[Source]
============================================================
73rd OREGON LEGISLATIVE ASSEMBLY--2005 Regular Session
 
NOTE:  Matter within  { +  braces and plus signs + } in an
amended section is new. Matter within  { -  braces and minus
signs - } is existing law to be omitted. New sections are within
 { +  braces and plus signs + } .
 
LC 2424
 
                         House Bill 3355
 
Sponsored by Representative BUTLER; Representatives ANDERSON,
  BARKER, BERGER, BOQUIST, BROWN, BRUUN, BURLEY, DALLUM, DALTO,
  ESQUIVEL, FARR, GALIZIO, GARRARD, GILMAN, HANNA, HANSEN, HUNT,
  JENSON, KITTS, KOMP, KRIEGER, KROPF, KRUMMEL, OLSON,
  RICHARDSON, ROBLAN, SCHAUFLER, SCOTT, G SMITH, P SMITH, SUMNER,
  THATCHER, WHISNANT, Senators ATKINSON, BATES, BEYER, DEVLIN,
  FERRIOLI, JOHNSON, KRUSE, METSGER, MONNES ANDERSON, MORSE,
  NELSON, B STARR, C STARR, VERGER, WESTLUND, WHITSETT, WINTERS
  (at the request of Oregon Business Association)
 
 
                             SUMMARY
 
The following summary is not prepared by the sponsors of the
measure and is not a part of the body thereof subject to
consideration by the Legislative Assembly. It is an editor's
brief statement of the essential features of the measure as
introduced.
 
  Creates income tax credit for qualified investments in new
machinery and equipment. Limits total amount of credit that may
be claimed in biennium and limits amount each taxpayer may claim.
  Applies to tax years beginning on or after January 1, 2006, but
permits qualified investments purchased on or after July 1, 2005,
to be considered qualified investments for 2006 tax year.
Sunsets program by prohibiting certification of new qualified
investments on or after July 1, 2011.
 
                        A BILL FOR AN ACT
Relating to investment tax credits; creating new provisions; and
  amending ORS 314.752 and 318.031.
Be It Enacted by the People of the State of Oregon:
  SECTION 1.  { + Section 2 of this 2005 Act is added to and made
a part of ORS chapter 315. + }
  SECTION 2.  { + (1) As used in this section, 'qualified
investment' means a purchase of machinery or equipment that is:
  (a) Newly manufactured and never before used for any purpose;
  (b) Used in a trade or business or for the production of
income; and
  (c) Installed or used in a facility located in this state.
  (2) A credit against taxes that are otherwise due under ORS
chapter 316 or, if the taxpayer is a corporation, under ORS
chapter 317 or 318 is allowed to a taxpayer for ___ percent of
the total certified amount of qualified investments made by the
taxpayer during the tax year. The amount of the credit may not
exceed the lesser of:
  (a) $___; or
  (b) The tax liability of the taxpayer for the tax year.
  (3)(a) A taxpayer seeking a credit under this section shall
first obtain credit certification from the Department of Revenue
by applying for certification on a form prescribed by the
department. The application shall state the date of purchase and
the amount of the qualified investment made by the taxpayer
during the tax year and any other information required by the
department.
============================================================
[Material supplied]

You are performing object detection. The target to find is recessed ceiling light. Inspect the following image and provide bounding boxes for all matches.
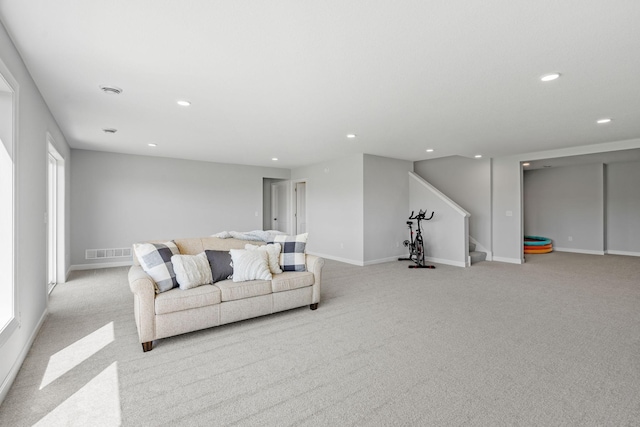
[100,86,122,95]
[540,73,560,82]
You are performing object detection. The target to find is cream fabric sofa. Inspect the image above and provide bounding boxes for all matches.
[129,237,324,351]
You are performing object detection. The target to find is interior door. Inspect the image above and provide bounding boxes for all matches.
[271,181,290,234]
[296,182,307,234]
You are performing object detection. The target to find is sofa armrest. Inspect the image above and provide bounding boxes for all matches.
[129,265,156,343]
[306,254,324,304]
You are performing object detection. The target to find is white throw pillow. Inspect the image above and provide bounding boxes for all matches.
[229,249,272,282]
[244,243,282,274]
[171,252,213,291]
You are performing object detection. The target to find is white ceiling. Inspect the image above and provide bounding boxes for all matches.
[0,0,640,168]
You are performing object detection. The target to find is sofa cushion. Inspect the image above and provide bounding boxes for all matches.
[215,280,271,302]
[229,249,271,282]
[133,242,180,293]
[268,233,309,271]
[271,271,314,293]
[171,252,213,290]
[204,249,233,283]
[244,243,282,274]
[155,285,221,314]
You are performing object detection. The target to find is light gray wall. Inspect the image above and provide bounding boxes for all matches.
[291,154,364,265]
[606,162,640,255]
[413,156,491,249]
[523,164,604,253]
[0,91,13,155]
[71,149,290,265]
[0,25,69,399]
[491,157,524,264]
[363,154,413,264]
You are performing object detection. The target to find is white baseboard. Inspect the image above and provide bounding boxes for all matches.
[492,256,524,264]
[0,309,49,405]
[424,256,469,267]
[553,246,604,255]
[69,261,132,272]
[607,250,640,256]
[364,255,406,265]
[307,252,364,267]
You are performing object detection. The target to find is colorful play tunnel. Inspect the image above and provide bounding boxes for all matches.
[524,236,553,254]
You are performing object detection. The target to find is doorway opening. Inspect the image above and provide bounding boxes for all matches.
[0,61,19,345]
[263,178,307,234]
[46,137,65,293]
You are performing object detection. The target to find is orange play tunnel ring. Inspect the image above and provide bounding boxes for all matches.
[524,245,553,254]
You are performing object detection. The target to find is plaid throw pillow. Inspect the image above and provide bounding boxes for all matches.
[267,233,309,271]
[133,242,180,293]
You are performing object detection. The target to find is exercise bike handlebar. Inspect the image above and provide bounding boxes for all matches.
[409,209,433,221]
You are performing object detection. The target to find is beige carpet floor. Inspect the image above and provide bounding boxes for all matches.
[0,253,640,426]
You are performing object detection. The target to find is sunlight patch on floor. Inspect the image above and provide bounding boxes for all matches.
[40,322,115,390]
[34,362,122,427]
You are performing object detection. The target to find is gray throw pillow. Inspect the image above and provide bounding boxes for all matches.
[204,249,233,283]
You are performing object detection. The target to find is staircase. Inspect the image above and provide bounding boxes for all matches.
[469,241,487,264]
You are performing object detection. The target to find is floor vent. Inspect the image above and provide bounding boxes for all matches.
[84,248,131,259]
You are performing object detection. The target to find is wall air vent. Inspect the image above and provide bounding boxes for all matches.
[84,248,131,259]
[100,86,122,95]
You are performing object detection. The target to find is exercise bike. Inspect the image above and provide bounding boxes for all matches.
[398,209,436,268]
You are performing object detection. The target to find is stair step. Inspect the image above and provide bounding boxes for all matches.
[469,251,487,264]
============================================================
[Tasks]
1. Render this sentence from House Bill 3355 in Spanish: "It is an editor's brief statement of the essential features of the measure as introduced."
2. Write out the portion of House Bill 3355 that begins at the words "The following summary" and stops after "July 1, 2011.".
Rely on House Bill 3355 alone when answering.

[Written responses]
1. Es una breve declaración del editor sobre las características esenciales de la medida tal como fue presentada.

2.
The following summary is not prepared by the sponsors of the
measure and is not a part of the body thereof subject to
consideration by the Legislative Assembly. It is an editor's
brief statement of the essential features of the measure as
introduced.
 
  Creates income tax credit for qualified investments in new
machinery and equipment. Limits total amount of credit that may
be claimed in biennium and limits amount each taxpayer may claim.
  Applies to tax years beginning on or after January 1, 2006, but
permits qualified investments purchased on or after July 1, 2005,
to be considered qualified investments for 2006 tax year.
Sunsets program by prohibiting certification of new qualified
investments on or after July 1, 2011.